**Passage shown:**
╭──

A second level of the program, on which the other half of the team was placed, combines liquid meal replacement shakes and soups with limited food options and smaller portion sizes, a less intense version of the first. The third level involves no meal replacements and is based on three exercise sessions for a trainer and meal guides from a dietitian.

Radiation therapists Jill McQuinn and Melissa Repscher, who started the program in July, have lost 60 and 49 pounds, respectively, by participating in the all-liquid plan. Their co-workers - radiation therapists Tara Walters and Kim Schmitz and dosimetrists Jennifer Harris and Kim Loehr - followed suit soon after they started, losing a combined total of about 90 pounds so far.

Walters has lost 26 pounds since she began the program, but her lactose intolerance prevented her from doing the all-liquid plan.

The women go together to weekly program meetings on Monday nights. Once they have achieved their goals through the program, they can continue to attend meetings to reinforce healthy habits.

"I never set a goal at the beginning, but I'm smaller than I've ever been in my life that I can remember," McQuinn said, adding that maintaining a commitment to regular exercise is an extremely important part of her life now.

Aside from the changes in their appearances, the women touted the health benefits their weight loss had meant for them.

"I had high blood pressure, which I was on meds for, and mine is now in reasonable range," Loehr said. "I'm still on meds, but maybe after I see the doctor I'll get to go off."

"I was very close to having high cholesterol," Repscher said. "My numbers were very close to that borderline mark. And when they compared my last blood draw, which was at the very end of the program, to the very first one, it had dropped like almost half."

╰──

(Source records)
╭──

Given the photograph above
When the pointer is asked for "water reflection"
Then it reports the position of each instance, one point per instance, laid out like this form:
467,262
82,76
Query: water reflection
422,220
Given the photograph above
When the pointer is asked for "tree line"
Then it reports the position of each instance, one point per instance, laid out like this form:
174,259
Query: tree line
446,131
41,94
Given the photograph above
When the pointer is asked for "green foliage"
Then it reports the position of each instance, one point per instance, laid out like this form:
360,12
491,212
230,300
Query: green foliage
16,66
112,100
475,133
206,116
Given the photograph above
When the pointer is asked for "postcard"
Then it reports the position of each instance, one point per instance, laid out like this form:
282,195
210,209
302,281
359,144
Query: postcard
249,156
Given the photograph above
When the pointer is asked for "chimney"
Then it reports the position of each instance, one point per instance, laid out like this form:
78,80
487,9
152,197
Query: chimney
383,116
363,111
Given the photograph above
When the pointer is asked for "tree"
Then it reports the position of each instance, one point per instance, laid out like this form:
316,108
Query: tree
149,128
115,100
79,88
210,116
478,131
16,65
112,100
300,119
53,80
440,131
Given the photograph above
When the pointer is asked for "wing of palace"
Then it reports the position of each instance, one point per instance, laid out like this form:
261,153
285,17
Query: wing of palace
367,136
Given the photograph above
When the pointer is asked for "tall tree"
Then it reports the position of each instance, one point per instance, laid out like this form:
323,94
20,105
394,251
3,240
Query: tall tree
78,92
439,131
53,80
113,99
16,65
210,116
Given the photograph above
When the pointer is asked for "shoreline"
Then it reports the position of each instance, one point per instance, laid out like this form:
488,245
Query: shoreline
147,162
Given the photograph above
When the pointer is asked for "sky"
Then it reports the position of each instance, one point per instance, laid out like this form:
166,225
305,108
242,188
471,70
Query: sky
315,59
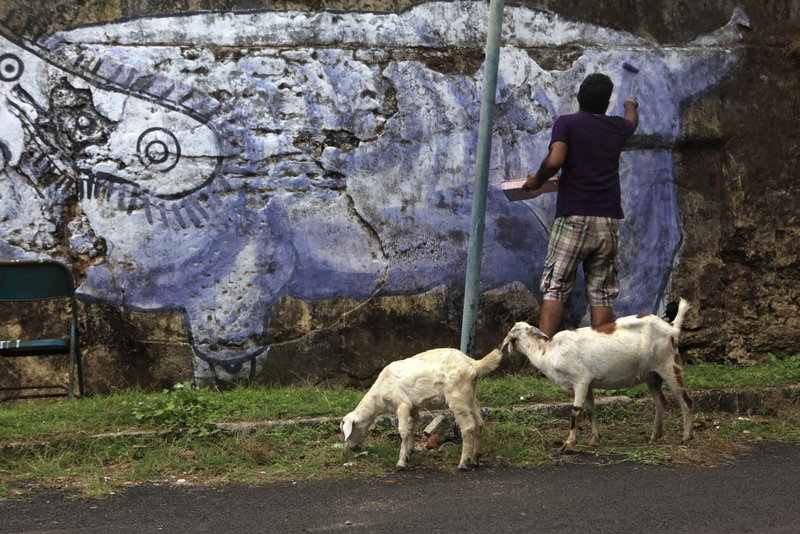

╰──

**Questions on the material:**
1. According to the weight-loss passage, on what night of the week do the women attend their program meetings together?
2. Using the weight-loss passage, explain why Walters did not follow the all-liquid plan.

**Answers for each item:**
1. Monday nights.

2. Walters has lactose intolerance, which kept her from doing the all-liquid plan. She has still lost 26 pounds since beginning the program.